EXERCISE INPUTS:
-.-.-

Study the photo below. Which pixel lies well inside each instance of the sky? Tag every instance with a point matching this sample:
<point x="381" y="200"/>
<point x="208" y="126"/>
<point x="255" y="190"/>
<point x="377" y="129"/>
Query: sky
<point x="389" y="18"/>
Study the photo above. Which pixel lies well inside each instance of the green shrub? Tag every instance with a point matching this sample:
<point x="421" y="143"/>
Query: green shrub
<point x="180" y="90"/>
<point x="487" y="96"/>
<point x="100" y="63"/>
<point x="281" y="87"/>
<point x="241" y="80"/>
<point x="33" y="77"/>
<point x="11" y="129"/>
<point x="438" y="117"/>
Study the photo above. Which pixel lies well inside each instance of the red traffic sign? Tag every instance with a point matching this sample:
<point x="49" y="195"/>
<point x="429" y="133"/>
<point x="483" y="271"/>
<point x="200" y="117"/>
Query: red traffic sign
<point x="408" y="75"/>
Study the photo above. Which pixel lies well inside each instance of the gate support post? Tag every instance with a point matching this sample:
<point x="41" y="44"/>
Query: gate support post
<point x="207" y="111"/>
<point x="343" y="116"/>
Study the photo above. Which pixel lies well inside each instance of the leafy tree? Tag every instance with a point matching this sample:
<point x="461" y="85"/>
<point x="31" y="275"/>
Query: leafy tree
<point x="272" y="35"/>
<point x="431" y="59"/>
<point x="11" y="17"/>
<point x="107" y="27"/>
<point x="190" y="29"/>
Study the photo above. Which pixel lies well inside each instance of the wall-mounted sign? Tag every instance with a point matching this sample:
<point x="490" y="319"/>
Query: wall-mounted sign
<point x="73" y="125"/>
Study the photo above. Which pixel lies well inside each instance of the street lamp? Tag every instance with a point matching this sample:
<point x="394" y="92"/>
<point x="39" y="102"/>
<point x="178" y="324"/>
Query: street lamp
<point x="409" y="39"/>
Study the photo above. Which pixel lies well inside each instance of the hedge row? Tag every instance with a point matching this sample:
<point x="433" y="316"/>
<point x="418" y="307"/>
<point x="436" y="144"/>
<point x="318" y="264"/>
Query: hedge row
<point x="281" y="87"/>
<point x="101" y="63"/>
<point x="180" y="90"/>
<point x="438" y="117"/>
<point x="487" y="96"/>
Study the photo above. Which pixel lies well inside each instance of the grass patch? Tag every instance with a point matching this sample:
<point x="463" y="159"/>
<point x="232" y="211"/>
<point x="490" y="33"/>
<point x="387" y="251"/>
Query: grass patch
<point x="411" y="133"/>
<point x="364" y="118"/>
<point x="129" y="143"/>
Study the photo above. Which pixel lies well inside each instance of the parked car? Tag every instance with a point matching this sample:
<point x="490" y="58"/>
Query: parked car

-.-.-

WHAT THE TASK REQUIRES:
Write out every entry exactly as given.

ANSWER TO THE TASK:
Study the photo below. Which pixel lies well inside each instance of the sky? Tag every instance with a point matching this sample:
<point x="381" y="200"/>
<point x="208" y="126"/>
<point x="255" y="190"/>
<point x="377" y="129"/>
Query: sky
<point x="389" y="18"/>
Study the photo above. Which pixel lies well inside each instance of the green shrub? Tag every instance with a point matching this sample:
<point x="421" y="143"/>
Query: green shrub
<point x="180" y="90"/>
<point x="487" y="96"/>
<point x="100" y="63"/>
<point x="281" y="87"/>
<point x="241" y="80"/>
<point x="33" y="77"/>
<point x="11" y="129"/>
<point x="438" y="117"/>
Study the photo above. Which pixel lies well inside each instance of the red traffic sign? Tag every instance with a point matching this sample:
<point x="49" y="195"/>
<point x="429" y="133"/>
<point x="483" y="271"/>
<point x="200" y="117"/>
Query: red traffic sign
<point x="408" y="75"/>
Study the photo above. Which pixel lies well inside each instance of the gate support post? Tag every instance with a point matching this sample:
<point x="41" y="44"/>
Query: gate support post
<point x="207" y="111"/>
<point x="343" y="116"/>
Study the photo above. Which pixel lies well inside each instance of the leafy tree? Tag every instance with a point matching this sample:
<point x="461" y="85"/>
<point x="31" y="275"/>
Query: leafy tree
<point x="272" y="35"/>
<point x="431" y="59"/>
<point x="11" y="17"/>
<point x="107" y="27"/>
<point x="190" y="29"/>
Study the photo above. Which pixel lies well inside each instance of the wall-mounted sign? Tag every instance with a point matching this sample:
<point x="490" y="319"/>
Query: wall-mounted sign
<point x="73" y="125"/>
Study the photo above. Which pixel lies well inside each instance of the street lamp? Tag every instance with a point matching this sample:
<point x="394" y="92"/>
<point x="39" y="102"/>
<point x="178" y="324"/>
Query: street lamp
<point x="409" y="39"/>
Study the photo above. Which pixel lies well inside each instance of the hedge row? Tag every instance with a point matching this sample:
<point x="433" y="316"/>
<point x="418" y="307"/>
<point x="436" y="144"/>
<point x="318" y="264"/>
Query: hedge row
<point x="281" y="87"/>
<point x="101" y="63"/>
<point x="180" y="90"/>
<point x="438" y="117"/>
<point x="487" y="96"/>
Study the photo above. Which pixel lies well inside each instance of the grass patch? Tag every instance with a point matching this sample:
<point x="463" y="159"/>
<point x="232" y="211"/>
<point x="490" y="33"/>
<point x="387" y="251"/>
Query: grass patch
<point x="411" y="133"/>
<point x="364" y="118"/>
<point x="129" y="143"/>
Study the photo above. Which pixel lies well inside each instance of the parked car? Tag every instance with a point matching this sample:
<point x="490" y="58"/>
Query: parked car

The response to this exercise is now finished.